Exercise aim:
Every line of the records below that holds the word "given" should be copied out.

(Dataset entries)

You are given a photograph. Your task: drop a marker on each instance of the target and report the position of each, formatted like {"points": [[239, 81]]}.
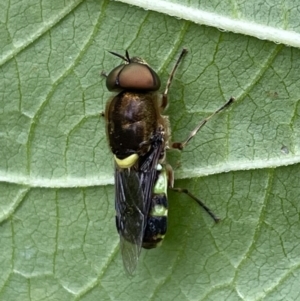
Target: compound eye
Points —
{"points": [[139, 77], [112, 80], [133, 76]]}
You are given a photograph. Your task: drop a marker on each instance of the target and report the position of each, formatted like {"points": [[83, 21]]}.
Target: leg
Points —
{"points": [[181, 145], [165, 95], [170, 176], [213, 216]]}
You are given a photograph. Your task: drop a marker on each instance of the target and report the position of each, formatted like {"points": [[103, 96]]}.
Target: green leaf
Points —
{"points": [[58, 239]]}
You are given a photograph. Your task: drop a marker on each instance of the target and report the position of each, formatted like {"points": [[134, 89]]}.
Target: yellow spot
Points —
{"points": [[127, 162]]}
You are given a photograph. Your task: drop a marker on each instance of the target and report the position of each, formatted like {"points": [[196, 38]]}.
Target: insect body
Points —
{"points": [[138, 136]]}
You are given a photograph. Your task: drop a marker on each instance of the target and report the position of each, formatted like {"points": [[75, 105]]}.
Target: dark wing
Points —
{"points": [[130, 216], [133, 199]]}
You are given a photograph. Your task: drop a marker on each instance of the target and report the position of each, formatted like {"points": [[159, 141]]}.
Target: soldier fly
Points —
{"points": [[138, 136]]}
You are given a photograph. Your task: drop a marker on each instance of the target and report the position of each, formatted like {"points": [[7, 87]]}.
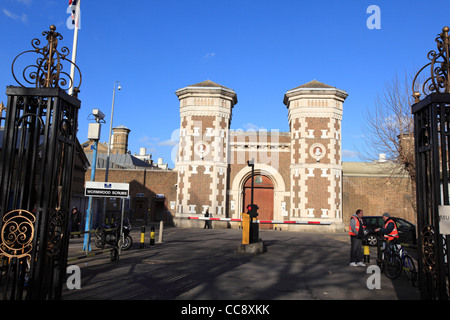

Response area:
You are given a photograph. Your task: drop a marker on each instance of the target and report the position of each, formatted like {"points": [[239, 81]]}.
You are given a photograph. Your task: drop a marker on each instance of the target and report the position of each, formatted like {"points": [[83, 21]]}.
You are given a photograph. Your task: drop a marker on each instance of the target and report the position of each, formatted like {"points": [[103, 96]]}.
You are given a photograph. Your task: drop a marker on each instance of the target and report the position of each, formatted like {"points": [[134, 89]]}.
You are given a photograph. Your task: drop a marker on each instance of the target and report the position of each, formatted like {"points": [[196, 38]]}.
You are given a photograph. Your task: drop a marker on each instance of the target and report the position of each, formatted like {"points": [[75, 105]]}.
You are given a photograph. Your task: drop a marker on each instance of the target and report the position of each, formatted like {"points": [[159, 141]]}.
You are given a photograph. Your task: drop a marker on each instance of the target and report the position of each, formatted like {"points": [[7, 87]]}.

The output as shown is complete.